+++ EXTRAIT CHOISI
Eugène Montfort, fondateur de la revue Les Marges, et Apollinaire avaient à la fin de 1908 ou au début de 1909 préparé ensemble l’apparition de Louise Lalanne dans la revue – une femme à qui serait dévolue la critique de romans de femmes ou de livres sur les femmes. Montfort raconta l’histoire dans La Véritable Histoire de Louise Lalanne ou le Poète d’"Alcools" travesti en femme (16 pages, agrafé, Les Marges, s.d. [1936]) ; en frontispice, le portrait d’Apollinaire, photographié chez Eugène Montfort en 1911, allongé sur un sopha comme le serait une femme. Cinq articles et un articulet parurent, que l’on peut lire dans les Œuvres en prose complètes d’Apollinaire, Gallimard, Bibliothèque de la Pléiade, t. II, pp. 919-933, où l'origine du pseudonyme, le nom de Ludovic Lalanne, est confirmée.
++++++
+++ LIGNES À EXPLOITER
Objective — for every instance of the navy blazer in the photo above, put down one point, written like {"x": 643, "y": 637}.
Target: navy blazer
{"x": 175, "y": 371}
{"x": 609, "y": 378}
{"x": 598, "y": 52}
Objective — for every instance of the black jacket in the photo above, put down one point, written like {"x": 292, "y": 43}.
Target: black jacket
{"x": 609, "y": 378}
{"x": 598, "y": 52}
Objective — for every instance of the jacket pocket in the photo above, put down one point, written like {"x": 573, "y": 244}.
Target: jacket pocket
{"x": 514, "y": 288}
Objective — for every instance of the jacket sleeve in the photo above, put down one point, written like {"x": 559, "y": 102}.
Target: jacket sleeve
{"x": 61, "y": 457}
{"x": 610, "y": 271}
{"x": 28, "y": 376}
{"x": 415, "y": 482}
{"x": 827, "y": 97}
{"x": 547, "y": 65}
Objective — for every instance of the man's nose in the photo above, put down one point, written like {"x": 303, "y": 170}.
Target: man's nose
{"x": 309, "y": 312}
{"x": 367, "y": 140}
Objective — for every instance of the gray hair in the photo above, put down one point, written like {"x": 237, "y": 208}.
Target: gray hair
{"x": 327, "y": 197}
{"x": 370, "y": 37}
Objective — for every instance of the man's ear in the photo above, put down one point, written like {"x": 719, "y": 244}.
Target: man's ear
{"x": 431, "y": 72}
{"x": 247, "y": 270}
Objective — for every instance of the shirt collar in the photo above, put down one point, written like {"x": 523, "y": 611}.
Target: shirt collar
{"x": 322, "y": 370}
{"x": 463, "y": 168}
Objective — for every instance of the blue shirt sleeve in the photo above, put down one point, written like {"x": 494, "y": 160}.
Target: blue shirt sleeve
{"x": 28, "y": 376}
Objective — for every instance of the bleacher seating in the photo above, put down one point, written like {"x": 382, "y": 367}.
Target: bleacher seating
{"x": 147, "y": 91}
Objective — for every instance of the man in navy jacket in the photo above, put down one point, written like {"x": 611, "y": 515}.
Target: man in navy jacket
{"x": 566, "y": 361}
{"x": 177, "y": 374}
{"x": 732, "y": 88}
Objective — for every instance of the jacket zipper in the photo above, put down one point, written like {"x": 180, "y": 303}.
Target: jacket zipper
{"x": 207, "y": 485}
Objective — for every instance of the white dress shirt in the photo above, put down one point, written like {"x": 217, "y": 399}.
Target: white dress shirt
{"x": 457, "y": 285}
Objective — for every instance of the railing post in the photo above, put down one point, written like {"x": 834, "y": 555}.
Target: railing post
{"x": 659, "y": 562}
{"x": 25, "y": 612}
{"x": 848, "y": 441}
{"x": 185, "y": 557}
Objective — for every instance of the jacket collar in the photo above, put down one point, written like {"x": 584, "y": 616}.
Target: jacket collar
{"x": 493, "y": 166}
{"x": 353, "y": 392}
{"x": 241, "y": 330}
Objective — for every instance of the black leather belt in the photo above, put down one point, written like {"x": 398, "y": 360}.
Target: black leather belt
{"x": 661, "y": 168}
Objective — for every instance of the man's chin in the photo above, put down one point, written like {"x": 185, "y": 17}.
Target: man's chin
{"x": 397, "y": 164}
++++++
+++ LIGNES À EXPLOITER
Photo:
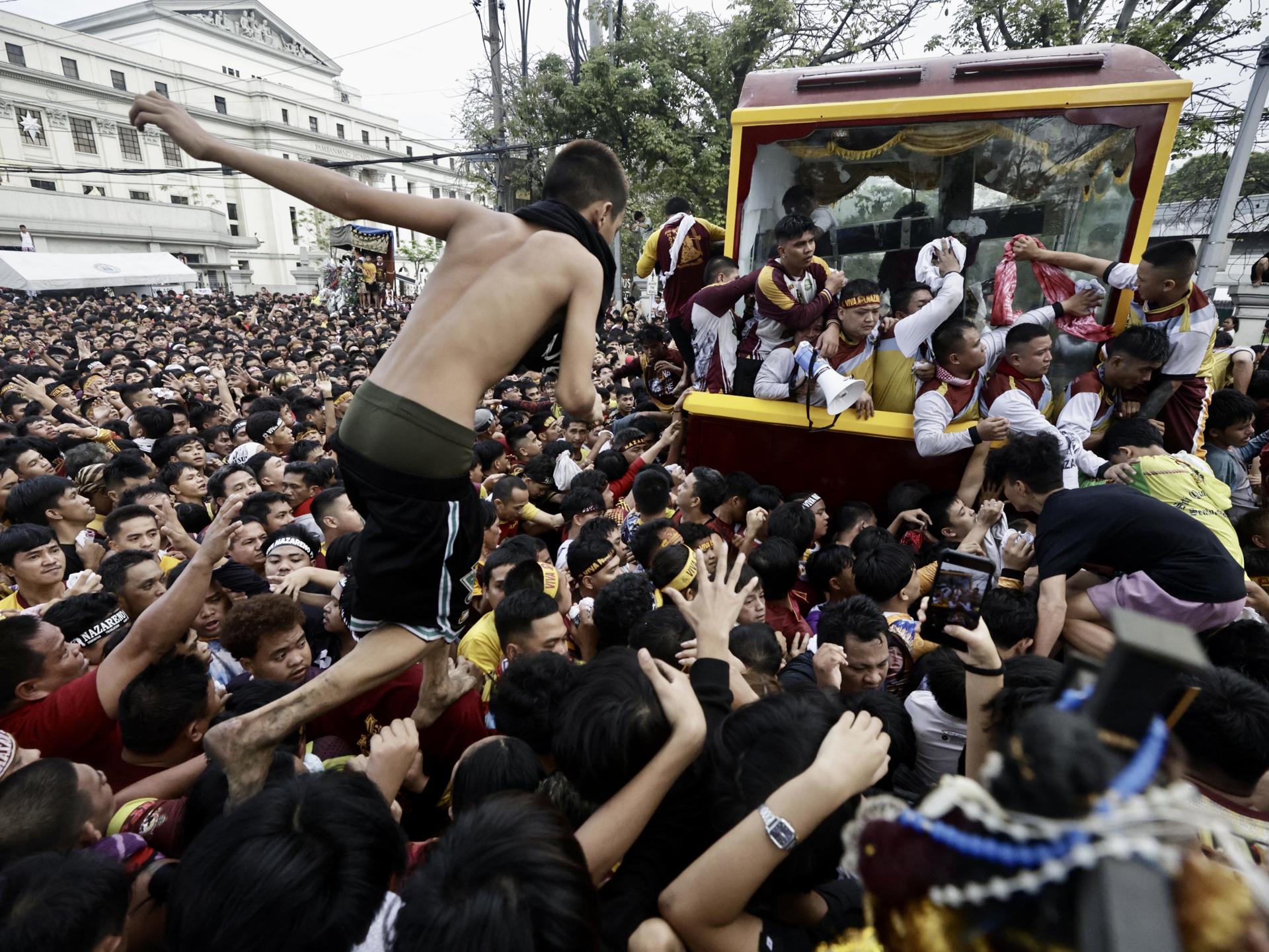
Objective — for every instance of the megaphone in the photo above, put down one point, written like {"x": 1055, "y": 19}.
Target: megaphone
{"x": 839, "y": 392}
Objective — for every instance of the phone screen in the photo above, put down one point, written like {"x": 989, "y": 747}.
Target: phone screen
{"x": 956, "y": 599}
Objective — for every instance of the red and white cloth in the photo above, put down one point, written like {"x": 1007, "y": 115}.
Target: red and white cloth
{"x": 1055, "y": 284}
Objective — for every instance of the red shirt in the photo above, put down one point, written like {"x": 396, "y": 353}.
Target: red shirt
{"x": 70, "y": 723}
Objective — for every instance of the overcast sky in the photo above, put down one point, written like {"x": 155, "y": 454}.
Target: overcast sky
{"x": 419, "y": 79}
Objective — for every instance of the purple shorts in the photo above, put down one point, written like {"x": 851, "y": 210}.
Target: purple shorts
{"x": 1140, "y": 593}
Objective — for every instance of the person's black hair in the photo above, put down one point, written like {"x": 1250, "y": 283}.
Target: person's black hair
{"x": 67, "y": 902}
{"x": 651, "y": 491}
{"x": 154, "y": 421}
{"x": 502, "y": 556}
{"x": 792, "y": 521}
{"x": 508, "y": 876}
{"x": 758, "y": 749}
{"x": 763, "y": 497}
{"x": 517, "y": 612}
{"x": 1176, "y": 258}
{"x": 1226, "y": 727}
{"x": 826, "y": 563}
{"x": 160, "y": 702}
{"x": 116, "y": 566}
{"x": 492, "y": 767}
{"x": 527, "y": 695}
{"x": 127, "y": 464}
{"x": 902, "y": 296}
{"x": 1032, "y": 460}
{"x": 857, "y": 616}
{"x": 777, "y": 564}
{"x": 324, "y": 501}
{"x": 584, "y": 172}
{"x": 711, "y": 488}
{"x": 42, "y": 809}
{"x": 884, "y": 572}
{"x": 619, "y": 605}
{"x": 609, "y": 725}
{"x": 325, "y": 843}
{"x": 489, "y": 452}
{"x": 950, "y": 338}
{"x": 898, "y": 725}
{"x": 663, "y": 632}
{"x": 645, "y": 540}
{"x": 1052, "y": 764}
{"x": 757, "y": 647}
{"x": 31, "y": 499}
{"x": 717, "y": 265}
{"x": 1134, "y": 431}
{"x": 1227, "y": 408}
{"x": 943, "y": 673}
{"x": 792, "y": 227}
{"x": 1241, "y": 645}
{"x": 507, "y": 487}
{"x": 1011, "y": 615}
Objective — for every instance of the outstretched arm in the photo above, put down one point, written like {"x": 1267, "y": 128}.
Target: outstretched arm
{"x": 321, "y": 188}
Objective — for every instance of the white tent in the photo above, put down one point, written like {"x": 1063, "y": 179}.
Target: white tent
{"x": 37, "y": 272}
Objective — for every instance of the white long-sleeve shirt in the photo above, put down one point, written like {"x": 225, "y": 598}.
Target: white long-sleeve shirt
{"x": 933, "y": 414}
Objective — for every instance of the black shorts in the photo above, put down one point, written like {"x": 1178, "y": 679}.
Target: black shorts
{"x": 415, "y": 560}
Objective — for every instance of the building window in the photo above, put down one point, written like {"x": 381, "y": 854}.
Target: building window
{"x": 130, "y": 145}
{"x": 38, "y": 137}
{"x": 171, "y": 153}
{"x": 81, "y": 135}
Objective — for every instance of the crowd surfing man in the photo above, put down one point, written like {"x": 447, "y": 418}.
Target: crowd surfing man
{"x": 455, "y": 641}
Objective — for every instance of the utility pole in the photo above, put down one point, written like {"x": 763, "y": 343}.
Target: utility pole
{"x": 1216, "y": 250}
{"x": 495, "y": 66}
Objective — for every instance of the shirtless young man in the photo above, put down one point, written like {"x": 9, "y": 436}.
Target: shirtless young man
++++++
- À FAIRE:
• a. Pouvez-vous montrer, en les recopiant, toutes les lignes où figure la chaîne « overcast » ?
• b. Pourriez-vous donner la suite de l'extrait consacré à Louise Lalanne, en reprenant juste après sa dernière phrase ?
L'extrait et les lignes ne proviennent pas de la même source.

- RÉSULTATS PAR TÂCHE:
• a.
Objective — for every instance of the overcast sky in the photo above, put down one point, written like {"x": 155, "y": 454}.
Target: overcast sky

• b.
L O U I S E

Louise Lalanne, qui se présente en lectrice précoce et passionnée de la comtesse de Noailles (« La littérature féminine », janvier 1909), va émettre dans le numéro de mars 1909 des avis péremptoires sur Colette et Lucie Delarue-Mardrus, auteur de Marie, fille-mère, roman (Eugène Fasquelle), et dans la foulée sur son mari, le docteur Mardrus, qui venait de faire paraître en 1908, chez le même éditeur, une traduction controversée des Mille et Une Nuits ( Le livre des mille nuits et une nuit,  traduction littérale et complète du Dr J.-C. Mardrus). De Colette, dont Louise vient de lire Les Vrilles de la vigne, sont évoquées les liaisons féminines mais admirés des rapports respectueux avec la grammaire. Apollinaire oublie, le temps d’une phrase, être Louise Lalanne pour retrouver une liberté d’expression toute masculine et comparer Colette à la colombe qui « lâche sa crotte […] sur le passant et c’est blanc avec un peu de noir-vert comme une page imprimée… » Eugène Montfort avait demandé des vers à Apollinaire-Louise pour lesquels Apollinaire emprunta deux poèmes à sa maîtresse d’alors, Marie Laurencin. À ces pièces, Le Présent et Hier, il ajouta une Chanson de son cru. Les trois poésies, censées être de Louise Lalanne parurent dans ce numéro ; on retrouvera la Chanson d'Apollinaire dans ses Œuvres poétiques (Pléiade 2005, p. 339), appartenant au recueil posthume Il y a.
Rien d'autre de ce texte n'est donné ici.